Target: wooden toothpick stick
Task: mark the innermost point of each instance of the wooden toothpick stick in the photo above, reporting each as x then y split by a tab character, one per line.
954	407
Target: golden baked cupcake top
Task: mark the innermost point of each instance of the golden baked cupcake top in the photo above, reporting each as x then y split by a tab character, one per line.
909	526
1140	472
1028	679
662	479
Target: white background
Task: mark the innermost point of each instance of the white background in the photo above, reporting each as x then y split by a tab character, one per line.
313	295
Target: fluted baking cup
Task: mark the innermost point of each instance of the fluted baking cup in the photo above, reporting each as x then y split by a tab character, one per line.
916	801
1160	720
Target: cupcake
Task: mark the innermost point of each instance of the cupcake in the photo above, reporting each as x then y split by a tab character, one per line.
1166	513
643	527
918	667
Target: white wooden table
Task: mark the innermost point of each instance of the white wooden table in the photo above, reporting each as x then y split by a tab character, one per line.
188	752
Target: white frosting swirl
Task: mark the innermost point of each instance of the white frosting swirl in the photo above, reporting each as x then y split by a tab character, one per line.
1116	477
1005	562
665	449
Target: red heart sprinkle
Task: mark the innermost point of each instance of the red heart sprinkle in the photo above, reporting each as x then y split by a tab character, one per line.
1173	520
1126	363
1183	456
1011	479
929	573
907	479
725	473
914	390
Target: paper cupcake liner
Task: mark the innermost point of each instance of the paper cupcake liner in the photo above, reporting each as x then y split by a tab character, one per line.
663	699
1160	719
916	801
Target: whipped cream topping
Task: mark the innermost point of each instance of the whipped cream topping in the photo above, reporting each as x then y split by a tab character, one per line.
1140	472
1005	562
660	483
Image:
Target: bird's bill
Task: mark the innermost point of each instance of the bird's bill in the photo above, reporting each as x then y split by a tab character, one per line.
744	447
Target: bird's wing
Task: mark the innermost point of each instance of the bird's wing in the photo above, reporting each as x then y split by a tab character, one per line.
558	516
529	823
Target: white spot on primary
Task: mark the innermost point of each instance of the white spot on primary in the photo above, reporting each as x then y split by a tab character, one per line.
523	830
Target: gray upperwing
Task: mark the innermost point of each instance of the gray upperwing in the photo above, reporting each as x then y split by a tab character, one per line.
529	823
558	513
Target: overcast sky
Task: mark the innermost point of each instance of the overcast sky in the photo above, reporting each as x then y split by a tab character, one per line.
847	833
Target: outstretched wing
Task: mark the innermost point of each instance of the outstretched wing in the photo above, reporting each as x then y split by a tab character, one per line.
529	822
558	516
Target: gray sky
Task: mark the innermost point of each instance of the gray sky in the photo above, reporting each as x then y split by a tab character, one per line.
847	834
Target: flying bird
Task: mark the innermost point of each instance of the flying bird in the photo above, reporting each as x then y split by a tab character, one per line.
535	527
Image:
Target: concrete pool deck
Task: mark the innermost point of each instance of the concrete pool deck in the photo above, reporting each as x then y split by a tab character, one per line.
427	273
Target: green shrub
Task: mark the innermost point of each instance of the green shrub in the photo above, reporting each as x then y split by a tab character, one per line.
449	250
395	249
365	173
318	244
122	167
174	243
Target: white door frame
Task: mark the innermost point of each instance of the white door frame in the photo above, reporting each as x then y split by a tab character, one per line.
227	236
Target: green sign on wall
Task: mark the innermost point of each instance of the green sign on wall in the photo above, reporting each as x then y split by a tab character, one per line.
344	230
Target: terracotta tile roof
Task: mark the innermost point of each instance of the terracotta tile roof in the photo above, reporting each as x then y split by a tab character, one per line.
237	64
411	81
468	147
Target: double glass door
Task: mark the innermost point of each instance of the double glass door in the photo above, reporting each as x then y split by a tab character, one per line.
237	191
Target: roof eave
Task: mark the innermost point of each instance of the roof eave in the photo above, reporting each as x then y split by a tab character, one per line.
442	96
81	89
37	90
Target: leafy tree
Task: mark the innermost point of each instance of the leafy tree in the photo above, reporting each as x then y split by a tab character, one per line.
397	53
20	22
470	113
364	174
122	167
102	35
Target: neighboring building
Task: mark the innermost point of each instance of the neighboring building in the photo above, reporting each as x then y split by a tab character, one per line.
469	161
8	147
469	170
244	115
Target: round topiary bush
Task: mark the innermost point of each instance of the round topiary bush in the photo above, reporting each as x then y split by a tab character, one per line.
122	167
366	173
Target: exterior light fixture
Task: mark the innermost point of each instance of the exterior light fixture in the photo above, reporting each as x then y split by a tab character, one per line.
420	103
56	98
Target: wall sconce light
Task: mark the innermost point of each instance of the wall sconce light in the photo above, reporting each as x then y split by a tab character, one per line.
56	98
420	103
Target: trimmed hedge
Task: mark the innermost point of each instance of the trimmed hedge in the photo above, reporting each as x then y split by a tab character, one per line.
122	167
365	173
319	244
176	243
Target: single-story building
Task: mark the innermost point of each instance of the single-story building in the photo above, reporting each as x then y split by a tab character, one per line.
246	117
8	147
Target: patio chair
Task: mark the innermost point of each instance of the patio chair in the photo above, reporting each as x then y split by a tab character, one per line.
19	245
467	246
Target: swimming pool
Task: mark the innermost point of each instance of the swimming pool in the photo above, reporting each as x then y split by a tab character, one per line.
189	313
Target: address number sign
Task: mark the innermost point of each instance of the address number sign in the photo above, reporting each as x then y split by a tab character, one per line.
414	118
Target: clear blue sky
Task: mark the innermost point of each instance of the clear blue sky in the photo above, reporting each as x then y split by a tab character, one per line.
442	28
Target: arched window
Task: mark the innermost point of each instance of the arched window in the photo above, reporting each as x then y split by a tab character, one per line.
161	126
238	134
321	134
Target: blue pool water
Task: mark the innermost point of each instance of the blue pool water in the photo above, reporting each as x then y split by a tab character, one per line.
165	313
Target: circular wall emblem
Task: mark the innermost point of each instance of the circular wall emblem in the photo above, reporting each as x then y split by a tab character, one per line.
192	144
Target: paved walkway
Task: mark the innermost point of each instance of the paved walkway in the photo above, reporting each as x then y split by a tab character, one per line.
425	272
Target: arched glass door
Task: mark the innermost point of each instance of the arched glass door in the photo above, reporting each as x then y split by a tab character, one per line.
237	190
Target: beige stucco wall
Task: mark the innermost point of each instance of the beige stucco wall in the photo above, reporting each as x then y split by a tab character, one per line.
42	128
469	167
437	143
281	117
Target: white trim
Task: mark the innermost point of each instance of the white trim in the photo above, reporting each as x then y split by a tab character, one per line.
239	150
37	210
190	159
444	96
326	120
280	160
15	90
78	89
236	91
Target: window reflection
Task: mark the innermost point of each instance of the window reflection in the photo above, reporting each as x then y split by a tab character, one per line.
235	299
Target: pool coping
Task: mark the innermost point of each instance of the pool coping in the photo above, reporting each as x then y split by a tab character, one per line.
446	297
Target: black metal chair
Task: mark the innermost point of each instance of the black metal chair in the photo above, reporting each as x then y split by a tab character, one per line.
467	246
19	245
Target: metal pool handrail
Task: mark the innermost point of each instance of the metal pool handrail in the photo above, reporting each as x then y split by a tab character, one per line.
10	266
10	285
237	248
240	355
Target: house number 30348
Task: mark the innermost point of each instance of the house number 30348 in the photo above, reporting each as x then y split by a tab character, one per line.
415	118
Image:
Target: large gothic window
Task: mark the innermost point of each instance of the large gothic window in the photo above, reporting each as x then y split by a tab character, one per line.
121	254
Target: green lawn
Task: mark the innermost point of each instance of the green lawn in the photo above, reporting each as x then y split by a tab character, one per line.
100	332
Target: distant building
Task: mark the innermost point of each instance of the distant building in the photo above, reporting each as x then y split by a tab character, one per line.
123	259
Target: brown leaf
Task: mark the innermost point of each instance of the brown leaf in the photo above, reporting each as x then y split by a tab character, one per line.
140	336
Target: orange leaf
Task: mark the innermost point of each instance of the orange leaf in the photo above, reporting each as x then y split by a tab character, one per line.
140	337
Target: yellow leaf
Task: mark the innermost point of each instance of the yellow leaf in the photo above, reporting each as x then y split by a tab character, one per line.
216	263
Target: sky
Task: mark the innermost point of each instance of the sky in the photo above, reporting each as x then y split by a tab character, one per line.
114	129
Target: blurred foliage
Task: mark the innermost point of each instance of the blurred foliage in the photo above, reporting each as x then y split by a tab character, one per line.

[About this exercise]:
All that is wanted is a faithful reproduction of the line above with "of the outstretched", the line with "Target: concrete pool deck", and every line in between.

[Answer space]:
Task: mark the innermost point of each instance of the outstretched wing in the photo above, reporting each as x then y split by a tab character, one per line.
529	822
558	516
Target: gray sky
Task: mark the innermost point of each instance of the gray sky in the photo above, reporting each as x then y split by a tab character, one per line.
847	834
Target: flying bird
Task: mark the innermost point of each instance of the flying bird in the photo above, reporting each as x then y split by a tab character, one per line.
535	527
Image:
Target: concrete pool deck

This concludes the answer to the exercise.